• Information provided:
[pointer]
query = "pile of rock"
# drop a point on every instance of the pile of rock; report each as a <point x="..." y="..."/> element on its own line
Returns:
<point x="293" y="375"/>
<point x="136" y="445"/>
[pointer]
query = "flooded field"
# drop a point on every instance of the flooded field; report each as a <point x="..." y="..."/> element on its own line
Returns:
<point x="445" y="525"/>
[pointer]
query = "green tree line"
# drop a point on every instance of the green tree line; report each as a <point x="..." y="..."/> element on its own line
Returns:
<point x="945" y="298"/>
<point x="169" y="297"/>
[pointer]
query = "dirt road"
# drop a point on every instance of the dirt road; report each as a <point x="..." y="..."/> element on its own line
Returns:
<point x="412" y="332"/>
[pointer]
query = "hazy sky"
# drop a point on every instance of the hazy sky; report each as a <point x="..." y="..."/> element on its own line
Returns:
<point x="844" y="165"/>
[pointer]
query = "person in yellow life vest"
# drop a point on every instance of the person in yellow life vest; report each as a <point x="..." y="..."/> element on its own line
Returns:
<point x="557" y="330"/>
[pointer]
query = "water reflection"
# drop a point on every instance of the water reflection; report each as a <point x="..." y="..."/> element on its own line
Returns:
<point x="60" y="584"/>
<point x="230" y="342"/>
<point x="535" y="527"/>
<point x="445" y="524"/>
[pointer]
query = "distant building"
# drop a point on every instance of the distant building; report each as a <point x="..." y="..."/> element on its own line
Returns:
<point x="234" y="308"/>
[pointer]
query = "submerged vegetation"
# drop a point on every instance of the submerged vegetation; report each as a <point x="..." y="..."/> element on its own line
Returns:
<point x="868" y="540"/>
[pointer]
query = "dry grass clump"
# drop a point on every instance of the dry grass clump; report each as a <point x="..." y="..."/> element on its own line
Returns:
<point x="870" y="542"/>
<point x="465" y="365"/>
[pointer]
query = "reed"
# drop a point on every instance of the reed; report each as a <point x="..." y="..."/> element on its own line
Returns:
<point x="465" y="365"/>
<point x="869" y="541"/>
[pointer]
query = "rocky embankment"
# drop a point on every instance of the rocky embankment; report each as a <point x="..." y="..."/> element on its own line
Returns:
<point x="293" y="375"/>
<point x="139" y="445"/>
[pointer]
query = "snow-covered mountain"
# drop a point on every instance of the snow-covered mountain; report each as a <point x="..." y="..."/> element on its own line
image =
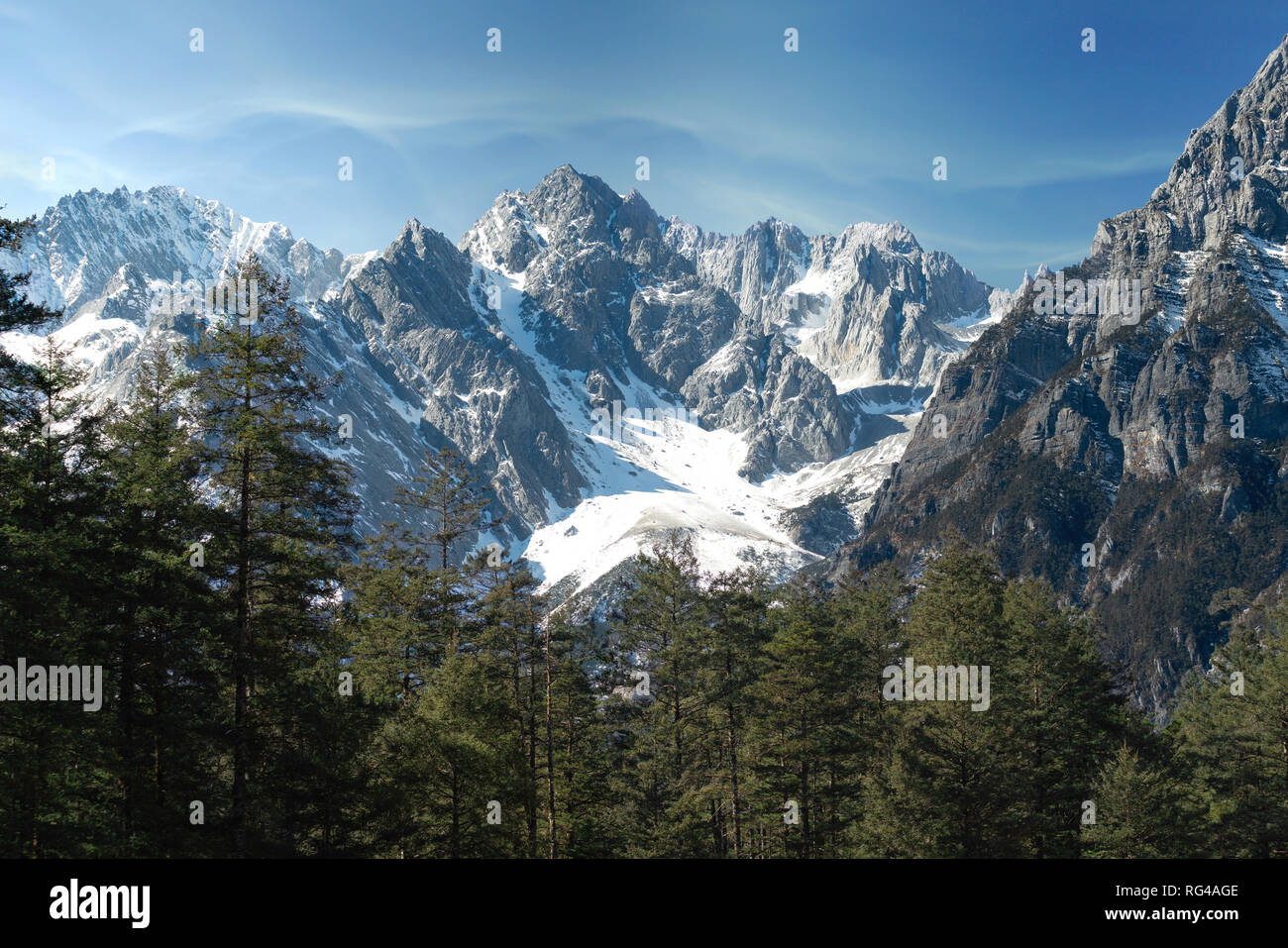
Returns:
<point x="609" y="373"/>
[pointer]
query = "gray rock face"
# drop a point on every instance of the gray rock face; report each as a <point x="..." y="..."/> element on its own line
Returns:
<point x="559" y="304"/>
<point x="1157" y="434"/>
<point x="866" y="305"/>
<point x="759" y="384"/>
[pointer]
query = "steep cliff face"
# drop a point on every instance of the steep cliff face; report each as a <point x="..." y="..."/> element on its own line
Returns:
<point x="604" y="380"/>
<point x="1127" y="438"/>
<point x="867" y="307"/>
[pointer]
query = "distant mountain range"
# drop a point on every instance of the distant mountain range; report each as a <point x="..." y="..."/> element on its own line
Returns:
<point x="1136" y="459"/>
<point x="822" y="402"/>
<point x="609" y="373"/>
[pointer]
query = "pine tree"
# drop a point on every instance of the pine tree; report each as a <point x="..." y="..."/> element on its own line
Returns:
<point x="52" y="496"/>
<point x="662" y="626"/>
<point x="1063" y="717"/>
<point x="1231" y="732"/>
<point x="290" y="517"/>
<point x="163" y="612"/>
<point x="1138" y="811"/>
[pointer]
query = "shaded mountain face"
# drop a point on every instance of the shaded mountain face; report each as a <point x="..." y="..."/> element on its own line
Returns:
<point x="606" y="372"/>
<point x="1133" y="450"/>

• What is being asked: For the word "hazy", show every line of the entries that holds it.

• Response area:
query = "hazy sky"
# drop a point on every instance of the hazy sky; report each as a <point x="..." y="..."/> element on its own line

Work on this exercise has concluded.